**What the exercise asks:** Print the entries below word for word; the pictures stay out of your copy.

(Source records)
↓↓↓
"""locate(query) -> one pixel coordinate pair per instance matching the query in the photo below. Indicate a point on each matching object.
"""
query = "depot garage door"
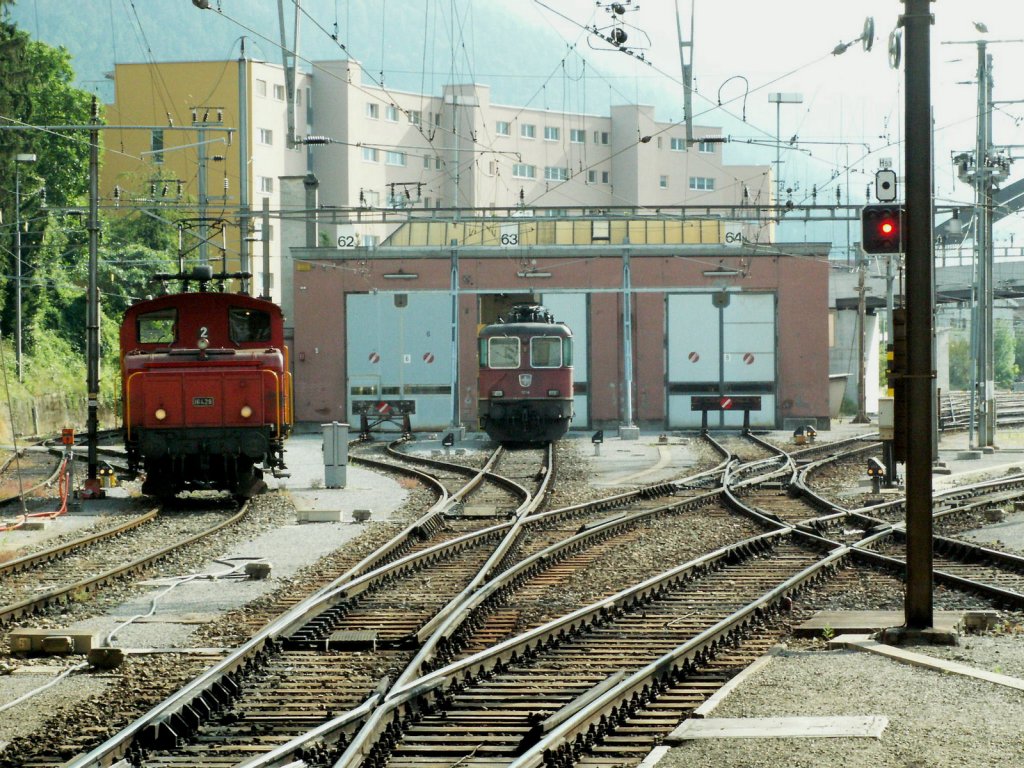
(721, 343)
(398, 347)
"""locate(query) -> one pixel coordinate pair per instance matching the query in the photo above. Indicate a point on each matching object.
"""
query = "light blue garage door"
(398, 347)
(721, 343)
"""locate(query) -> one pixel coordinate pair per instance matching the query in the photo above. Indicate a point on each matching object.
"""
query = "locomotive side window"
(503, 352)
(546, 351)
(248, 325)
(157, 328)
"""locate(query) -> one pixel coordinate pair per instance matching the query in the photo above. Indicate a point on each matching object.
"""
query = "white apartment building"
(458, 150)
(380, 148)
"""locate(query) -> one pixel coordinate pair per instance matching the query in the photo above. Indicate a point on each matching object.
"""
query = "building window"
(157, 145)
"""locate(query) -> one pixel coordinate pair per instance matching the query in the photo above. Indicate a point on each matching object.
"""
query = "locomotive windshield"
(503, 352)
(248, 325)
(546, 351)
(157, 328)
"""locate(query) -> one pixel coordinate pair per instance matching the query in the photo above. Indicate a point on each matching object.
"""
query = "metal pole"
(861, 417)
(91, 486)
(244, 165)
(920, 303)
(265, 238)
(778, 152)
(203, 256)
(456, 417)
(983, 241)
(17, 270)
(628, 334)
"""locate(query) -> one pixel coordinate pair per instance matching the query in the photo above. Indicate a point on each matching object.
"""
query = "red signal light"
(881, 230)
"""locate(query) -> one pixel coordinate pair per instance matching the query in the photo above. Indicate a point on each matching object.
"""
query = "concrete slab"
(868, 622)
(866, 726)
(902, 655)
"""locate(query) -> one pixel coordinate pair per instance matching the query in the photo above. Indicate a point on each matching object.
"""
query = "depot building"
(666, 312)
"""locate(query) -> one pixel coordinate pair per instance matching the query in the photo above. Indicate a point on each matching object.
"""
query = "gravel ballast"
(936, 720)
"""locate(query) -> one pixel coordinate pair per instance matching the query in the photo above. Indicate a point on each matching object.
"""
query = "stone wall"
(48, 414)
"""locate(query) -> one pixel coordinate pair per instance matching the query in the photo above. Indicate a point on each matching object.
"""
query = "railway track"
(530, 587)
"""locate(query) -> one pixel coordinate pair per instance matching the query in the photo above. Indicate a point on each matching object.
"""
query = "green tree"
(1004, 352)
(960, 364)
(37, 90)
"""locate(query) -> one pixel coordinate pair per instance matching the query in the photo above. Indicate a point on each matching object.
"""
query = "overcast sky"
(852, 103)
(849, 121)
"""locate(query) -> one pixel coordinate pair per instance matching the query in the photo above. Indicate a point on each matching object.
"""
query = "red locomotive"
(206, 389)
(525, 377)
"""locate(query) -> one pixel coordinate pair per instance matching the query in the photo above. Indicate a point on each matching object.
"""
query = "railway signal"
(882, 228)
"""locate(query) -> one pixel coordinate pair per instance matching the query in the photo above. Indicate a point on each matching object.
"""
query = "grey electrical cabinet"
(335, 454)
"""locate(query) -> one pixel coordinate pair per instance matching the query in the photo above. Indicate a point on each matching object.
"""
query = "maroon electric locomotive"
(206, 388)
(525, 377)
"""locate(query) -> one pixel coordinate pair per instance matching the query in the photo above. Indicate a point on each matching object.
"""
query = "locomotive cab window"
(248, 325)
(503, 352)
(546, 351)
(157, 328)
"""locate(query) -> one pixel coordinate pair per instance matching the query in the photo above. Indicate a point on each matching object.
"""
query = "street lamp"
(18, 159)
(778, 99)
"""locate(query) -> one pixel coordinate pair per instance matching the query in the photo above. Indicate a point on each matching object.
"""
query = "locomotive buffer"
(374, 413)
(725, 402)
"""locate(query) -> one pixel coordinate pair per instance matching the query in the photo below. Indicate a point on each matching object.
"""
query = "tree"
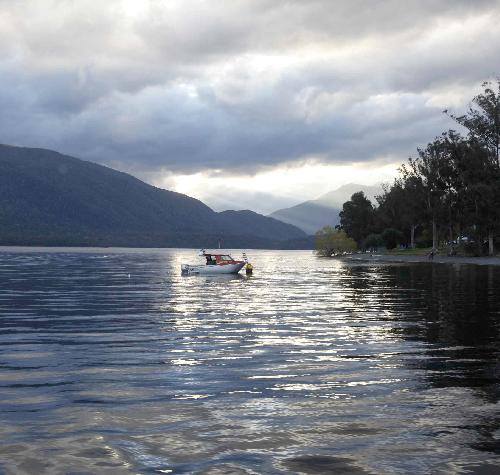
↑↑↑
**Written solution:**
"""locate(query) -> one pixel coordinate pair per instance matching the query in the photo below. Indicate a point on each matching object.
"""
query = "depot garage door"
(721, 343)
(398, 347)
"""locate(query) -> one pixel coordinate pair per instance matching the query in the photo above. Indicate a point on each matching object.
"""
query = "light blue garage door"
(398, 347)
(721, 343)
"""locate(query) -> one pixel coordinate pair per instance matching the query in the photo above. Indicate a point on each matching object.
"""
query = "locomotive side window"
(503, 352)
(546, 351)
(248, 325)
(157, 328)
"""locate(query) -> one pixel coordinate pair per instance matching the query in the photo above. Indicate a point on each matching object.
"""
query = "white apartment building"
(458, 150)
(380, 148)
"""locate(query) -> one pixel coordinate pair per instance matching the query in the photo above. Indicate a point on each matching object.
"""
query = "building window"
(157, 145)
"""locate(query) -> one pixel coordinate pair per instance matching the query in the photo above. Indicate a point on each matching object.
"""
query = "locomotive windshield"
(503, 352)
(248, 325)
(546, 351)
(157, 328)
"""locate(query) -> one pixel coordinate pair per instance matching the query in the photo above. Indicate a point on each matching object.
"""
query = "metal pole"
(861, 417)
(91, 486)
(244, 165)
(920, 303)
(265, 238)
(778, 152)
(203, 256)
(456, 417)
(983, 241)
(17, 270)
(628, 334)
"""locate(query) -> one pixel coordinate pair per instance matching the query in the photo above. Indicate a point on each matching object.
"""
query = "red signal light"
(881, 230)
"""locate(query) -> one pixel coordinate pair per instance matching the query in the photo above. Indicate a point on each matching object.
"""
query = "concrete slab"
(868, 622)
(866, 726)
(902, 655)
"""locate(query) -> one pixel coordinate pair per instance matching the query in the photo above. Indicate a point on each matching object.
"""
query = "depot building"
(666, 312)
"""locate(query) -> one pixel coordinate pair per instance matching the query in the photo above. Indicate a point on each matching object.
"""
query = "gravel ballast"
(936, 720)
"""locate(query) -> one pixel coordinate pair per instance matching the query in the photo above. Indicate a point on each matching object.
"""
query = "stone wall"
(48, 414)
"""locate(query) -> one pixel coordinate pair per instance matching the query in the photo above. Indicate a point on each matching object.
"""
query = "railway track"
(530, 587)
"""locate(query) -> one pixel coordinate pair per instance matching the query in the photo above. Indicate a point on each matching object.
"""
query = "green tree"
(1004, 352)
(960, 364)
(37, 90)
"""locate(query) -> one pixel coordinate pair per instance matching the query in the photo above. Indicate a point on each matching object.
"""
query = "overcast sky"
(852, 103)
(849, 121)
"""locate(query) -> one pixel coordinate pair per instance matching the query in the photo above. Indicate a point on each matching object.
"""
query = "red locomotive"
(206, 389)
(525, 377)
"""locate(query) -> one pixel coordinate pair per instance matching the query in the photo above. Indicate a point on each matching object.
"""
query = "railway signal"
(882, 228)
"""locate(query) -> one pixel coordinate pair per instance matching the query in the photo above. Indicate a point on each matching object.
"""
query = "grey electrical cabinet"
(335, 454)
"""locate(query) -> one pixel coordinate pair per instance matching the query in the photo above. Indicate a point on each matching object.
"""
query = "maroon electric locomotive"
(206, 388)
(525, 377)
"""locate(query) -> one pixel coordinate pair per instance matching the query in the photo above. Indicate a point on each matching object.
"""
query = "locomotive cab window"
(248, 325)
(503, 352)
(546, 351)
(157, 328)
"""locate(query) -> one pixel coordinate pair per instance matching the query in the photo above. Indicate a point on each matching object.
"""
query = "street lamp"
(18, 159)
(778, 99)
"""locate(query) -> one pixel coordinate pair per instance matching the query in the photo above. Indicate a point on each matching object.
"""
query = "locomotive buffer"
(374, 413)
(725, 402)
"""locate(query) -> one pixel coordinate pair per instance matching the query in the photo below. Indicate a point on each matching object.
"""
query = "tree"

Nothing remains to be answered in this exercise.